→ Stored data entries
*** Block opens ***

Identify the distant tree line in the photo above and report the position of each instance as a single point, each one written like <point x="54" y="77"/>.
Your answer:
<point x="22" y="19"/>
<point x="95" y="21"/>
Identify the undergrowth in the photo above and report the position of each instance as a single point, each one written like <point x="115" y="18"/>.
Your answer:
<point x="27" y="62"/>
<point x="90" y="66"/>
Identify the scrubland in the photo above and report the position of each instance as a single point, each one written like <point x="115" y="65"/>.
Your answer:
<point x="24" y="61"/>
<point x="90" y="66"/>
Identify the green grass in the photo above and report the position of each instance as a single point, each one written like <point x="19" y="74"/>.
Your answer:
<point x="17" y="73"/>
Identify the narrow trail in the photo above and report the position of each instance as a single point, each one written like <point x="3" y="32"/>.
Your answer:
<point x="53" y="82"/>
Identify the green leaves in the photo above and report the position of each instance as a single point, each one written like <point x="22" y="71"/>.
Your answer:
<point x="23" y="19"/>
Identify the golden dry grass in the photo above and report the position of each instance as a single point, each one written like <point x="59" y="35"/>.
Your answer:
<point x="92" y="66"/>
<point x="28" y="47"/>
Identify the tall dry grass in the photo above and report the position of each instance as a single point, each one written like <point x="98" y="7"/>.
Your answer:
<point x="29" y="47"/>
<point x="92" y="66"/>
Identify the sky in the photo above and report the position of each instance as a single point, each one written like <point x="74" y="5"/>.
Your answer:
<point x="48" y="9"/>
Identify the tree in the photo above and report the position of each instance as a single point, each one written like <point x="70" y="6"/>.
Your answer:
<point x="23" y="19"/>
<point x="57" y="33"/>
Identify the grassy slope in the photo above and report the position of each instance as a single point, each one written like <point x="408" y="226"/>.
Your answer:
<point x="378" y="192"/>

*** Block closes ***

→ What is needed
Faithfully reproduce all of the records, character for character.

→ Solution to the problem
Identify the distant tree line in the photo above and report the position of each instance as a single point, each one written like <point x="54" y="77"/>.
Your answer:
<point x="22" y="19"/>
<point x="95" y="21"/>
Identify the undergrowth in the photo above and report the position of each instance as a single point, each one written like <point x="115" y="18"/>.
Your answer:
<point x="27" y="62"/>
<point x="90" y="66"/>
Identify the scrubland in the photo above and report the position of each instance as a single point, each one written like <point x="115" y="65"/>.
Your answer:
<point x="24" y="61"/>
<point x="90" y="66"/>
Identify the green grass in the photo above and report the position of each instance as a single point, each one written like <point x="19" y="74"/>.
Your answer:
<point x="17" y="73"/>
Identify the narrow trail in the photo above and report the position of each instance as a single point, each one written like <point x="3" y="32"/>.
Your answer:
<point x="53" y="82"/>
Identify the green leaves in the photo above and report the position of each instance as a single point, each one written like <point x="22" y="71"/>.
Your answer:
<point x="23" y="19"/>
Identify the golden dry grass in the photo above and report the position of each instance as a single point, each one written like <point x="59" y="35"/>.
Your answer:
<point x="92" y="66"/>
<point x="28" y="47"/>
Identify the tall dry grass in the photo above and report the position of each instance as a single point, each one written like <point x="98" y="7"/>.
Your answer:
<point x="29" y="47"/>
<point x="92" y="66"/>
Identify the sky in the photo above and report the position of each instance as a single point, each one written like <point x="74" y="5"/>.
Your answer:
<point x="48" y="9"/>
Identify the tree in the photo above and report the position of each instance as a single point, each one written like <point x="70" y="6"/>.
Your answer:
<point x="23" y="19"/>
<point x="57" y="33"/>
Identify the grassy slope in the photo above and report the position of each instance as a single point, each one written like <point x="408" y="226"/>.
Your answer:
<point x="378" y="192"/>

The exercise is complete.